> _Exercise requirements_: The reply should contain every entry below exactly as written, with no images.

-- Opening Marker --

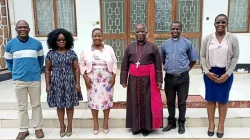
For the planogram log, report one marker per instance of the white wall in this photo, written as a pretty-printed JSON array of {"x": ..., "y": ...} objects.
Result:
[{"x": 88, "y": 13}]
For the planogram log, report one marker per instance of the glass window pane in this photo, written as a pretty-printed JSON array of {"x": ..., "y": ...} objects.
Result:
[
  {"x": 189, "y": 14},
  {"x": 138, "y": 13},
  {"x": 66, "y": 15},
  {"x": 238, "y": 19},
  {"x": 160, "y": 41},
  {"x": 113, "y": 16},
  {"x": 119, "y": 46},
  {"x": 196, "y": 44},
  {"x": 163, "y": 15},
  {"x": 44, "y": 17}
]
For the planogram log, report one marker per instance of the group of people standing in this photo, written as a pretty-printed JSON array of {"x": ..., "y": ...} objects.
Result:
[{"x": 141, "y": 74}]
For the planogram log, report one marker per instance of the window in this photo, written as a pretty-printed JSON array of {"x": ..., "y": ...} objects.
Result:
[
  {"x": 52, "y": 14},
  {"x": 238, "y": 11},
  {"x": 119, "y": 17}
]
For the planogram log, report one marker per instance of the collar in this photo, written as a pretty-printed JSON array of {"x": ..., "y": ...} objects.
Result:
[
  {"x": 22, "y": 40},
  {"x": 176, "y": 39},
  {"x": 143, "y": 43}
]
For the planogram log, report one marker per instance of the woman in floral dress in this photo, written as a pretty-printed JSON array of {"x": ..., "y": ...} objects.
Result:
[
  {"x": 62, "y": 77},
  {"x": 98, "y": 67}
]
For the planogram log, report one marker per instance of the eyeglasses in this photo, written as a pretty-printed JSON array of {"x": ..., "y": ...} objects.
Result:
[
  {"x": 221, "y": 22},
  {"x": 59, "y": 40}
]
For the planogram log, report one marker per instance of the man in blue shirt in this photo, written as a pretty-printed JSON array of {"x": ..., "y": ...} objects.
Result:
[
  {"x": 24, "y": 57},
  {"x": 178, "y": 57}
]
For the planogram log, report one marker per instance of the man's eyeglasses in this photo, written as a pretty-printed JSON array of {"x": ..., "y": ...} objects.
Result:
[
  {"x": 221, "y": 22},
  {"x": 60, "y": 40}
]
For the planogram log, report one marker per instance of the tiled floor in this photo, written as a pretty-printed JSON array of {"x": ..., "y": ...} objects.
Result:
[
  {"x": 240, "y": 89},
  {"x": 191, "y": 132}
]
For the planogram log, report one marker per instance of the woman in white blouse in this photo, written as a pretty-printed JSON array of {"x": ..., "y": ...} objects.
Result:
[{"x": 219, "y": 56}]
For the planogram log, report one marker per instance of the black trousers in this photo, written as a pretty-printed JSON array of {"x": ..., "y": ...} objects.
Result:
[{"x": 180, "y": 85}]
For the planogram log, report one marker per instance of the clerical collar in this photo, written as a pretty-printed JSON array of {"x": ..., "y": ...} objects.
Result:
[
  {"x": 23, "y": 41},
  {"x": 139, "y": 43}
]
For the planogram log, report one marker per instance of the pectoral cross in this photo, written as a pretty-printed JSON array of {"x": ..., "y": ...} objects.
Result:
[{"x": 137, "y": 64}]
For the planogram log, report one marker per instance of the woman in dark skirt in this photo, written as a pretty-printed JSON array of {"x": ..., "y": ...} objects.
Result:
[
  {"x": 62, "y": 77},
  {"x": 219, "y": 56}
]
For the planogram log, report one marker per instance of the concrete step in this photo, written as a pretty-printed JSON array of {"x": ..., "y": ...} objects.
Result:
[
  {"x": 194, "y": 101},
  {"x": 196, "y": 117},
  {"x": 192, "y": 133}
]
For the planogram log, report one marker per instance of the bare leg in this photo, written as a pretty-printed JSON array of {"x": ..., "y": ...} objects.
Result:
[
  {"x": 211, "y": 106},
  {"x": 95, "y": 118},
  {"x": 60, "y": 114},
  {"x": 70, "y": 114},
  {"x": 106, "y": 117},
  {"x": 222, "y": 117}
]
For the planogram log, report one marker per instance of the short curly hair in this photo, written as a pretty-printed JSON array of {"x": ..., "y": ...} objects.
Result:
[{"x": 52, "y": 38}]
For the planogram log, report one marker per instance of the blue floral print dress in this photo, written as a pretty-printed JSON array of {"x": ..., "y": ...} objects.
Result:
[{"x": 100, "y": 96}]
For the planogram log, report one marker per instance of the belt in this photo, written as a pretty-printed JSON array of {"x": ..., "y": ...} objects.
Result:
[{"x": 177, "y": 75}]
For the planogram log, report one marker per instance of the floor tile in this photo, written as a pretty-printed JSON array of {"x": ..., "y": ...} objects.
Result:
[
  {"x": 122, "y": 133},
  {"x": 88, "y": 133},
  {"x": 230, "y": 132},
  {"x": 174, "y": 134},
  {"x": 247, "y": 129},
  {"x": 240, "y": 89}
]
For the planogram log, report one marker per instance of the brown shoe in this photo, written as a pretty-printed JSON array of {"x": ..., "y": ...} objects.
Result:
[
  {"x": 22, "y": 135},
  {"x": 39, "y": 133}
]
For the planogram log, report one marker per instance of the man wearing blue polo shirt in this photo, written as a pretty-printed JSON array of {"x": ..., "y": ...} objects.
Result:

-- Closing Marker --

> _Solution for this task_:
For the planogram log, report one marker per instance of the white wall in this photo, written as a pretty-printed JSON array of {"x": ..., "y": ...} objects.
Result:
[{"x": 88, "y": 13}]
For the planogram log, report one marker per instance of the glass window pane in this photo, written as a pretty-printed JSON array of {"x": ..., "y": ...} objects.
Result:
[
  {"x": 189, "y": 14},
  {"x": 138, "y": 13},
  {"x": 66, "y": 15},
  {"x": 238, "y": 19},
  {"x": 160, "y": 41},
  {"x": 113, "y": 16},
  {"x": 119, "y": 46},
  {"x": 196, "y": 44},
  {"x": 163, "y": 15},
  {"x": 44, "y": 17}
]
For the planogram log, report one marker per instance of the group of people standing in this photo, written as a pretty-printed JSON array of {"x": ..., "y": ...} objects.
Result:
[{"x": 141, "y": 74}]
For the planogram log, report one marker per instance of the window in this photo, written as a pretty-printed JSON array of {"x": ..., "y": ...} objects.
Result:
[
  {"x": 52, "y": 14},
  {"x": 238, "y": 11},
  {"x": 119, "y": 17}
]
For the planogram log, report one marker per instance of the collar in this photo, written as a pretty-printed JSON array of {"x": ..., "y": ...} objects.
Result:
[
  {"x": 22, "y": 40},
  {"x": 176, "y": 39},
  {"x": 143, "y": 43}
]
For the planogram log, report one marker per instance of the woman in floral dress in this photo, written as a pretty-printed JSON array of {"x": ..., "y": ...} objects.
Result:
[
  {"x": 62, "y": 77},
  {"x": 98, "y": 67}
]
For the planogram log, report one marker per instance of the eyeglasses in this photo, written as a pretty-printed JSON array of {"x": ..., "y": ...} objects.
Result:
[
  {"x": 221, "y": 22},
  {"x": 59, "y": 40}
]
For the planogram log, report one marker per instance of the man in blue shirt in this photo, written as a pretty-printed JSON array of {"x": ..., "y": ...} objects.
Result:
[
  {"x": 24, "y": 57},
  {"x": 178, "y": 57}
]
For the planogram log, report one marker per instance of the man's eyeglasses in this photo, written as a pretty-printed JSON array of {"x": ..., "y": ...} objects.
Result:
[
  {"x": 221, "y": 22},
  {"x": 60, "y": 40}
]
For the planogram log, report one marker per instance of the tiled floor in this photo, written as a pretty-printed JSON array of {"x": ..., "y": ...} objects.
Result:
[
  {"x": 240, "y": 89},
  {"x": 191, "y": 132}
]
For the planogram log, report one marker per instance of the woman in white blouse in this photo, written as a pretty-printed JSON array of {"x": ..., "y": ...} objects.
Result:
[{"x": 219, "y": 56}]
For the planogram log, report one marker per instance of the black trousers in this photo, written as a pretty-printed JSON array of {"x": ..., "y": ...} objects.
Result:
[{"x": 180, "y": 85}]
For the planogram log, report one marker per instance of the clerical collar in this photo, written as a pretty-printed JSON array of {"x": ..., "y": ...} objects.
Result:
[
  {"x": 23, "y": 41},
  {"x": 139, "y": 43}
]
For the planogram log, report one marker per instance of the pectoral cross in this photo, written as a pretty-printed JSON array of {"x": ..., "y": ...} objects.
Result:
[{"x": 137, "y": 64}]
For the planogram log, report one marker per instance of the woman in dark skirt in this photo, written as a pretty-printed JSON array of {"x": ..., "y": ...} objects.
Result:
[
  {"x": 62, "y": 77},
  {"x": 219, "y": 56}
]
For the planogram log, report one marker per instance of the concrete step in this photo, written as a pretty-printed JSON array of {"x": ..., "y": ...} objects.
Result:
[
  {"x": 194, "y": 101},
  {"x": 196, "y": 117},
  {"x": 192, "y": 133}
]
For the planogram log, report one marker per instance of the bare leg in this photo, written as a pretty-printed JSON array of {"x": ..., "y": ...} objects.
Result:
[
  {"x": 211, "y": 106},
  {"x": 95, "y": 118},
  {"x": 60, "y": 114},
  {"x": 70, "y": 114},
  {"x": 106, "y": 117},
  {"x": 222, "y": 117}
]
For the planogram log, report one marker per instance of the short curly hair in this photo, written as a pretty-printed JSON array of {"x": ..., "y": ...} objects.
Result:
[{"x": 52, "y": 38}]
For the planogram log, report one marker per instance of the blue floral print dress in this photo, written as a pretty-printed JSON array of {"x": ..., "y": ...} objects.
Result:
[{"x": 100, "y": 96}]
For the planogram log, report one marker per instance of the belt in this photo, written as a pretty-printed JSON array of {"x": ..., "y": ...} objects.
Result:
[{"x": 177, "y": 75}]
For the planogram log, report one marker per instance of the floor tile in this photo, written as a pretty-printed JSON array of {"x": ..., "y": ...} objects.
Result:
[
  {"x": 122, "y": 133},
  {"x": 88, "y": 133},
  {"x": 230, "y": 132},
  {"x": 174, "y": 134},
  {"x": 247, "y": 129},
  {"x": 240, "y": 89}
]
For the planogram log, report one marker per instance of the brown shoe in this photo, written as a pretty-printed JSON array of {"x": ..., "y": ...} objects.
Result:
[
  {"x": 22, "y": 135},
  {"x": 39, "y": 133}
]
For the planogram log, report one marker per instance of the man wearing blue polo shirt in this photo, written as a pretty-printed JSON array of {"x": ..., "y": ...} objects.
Result:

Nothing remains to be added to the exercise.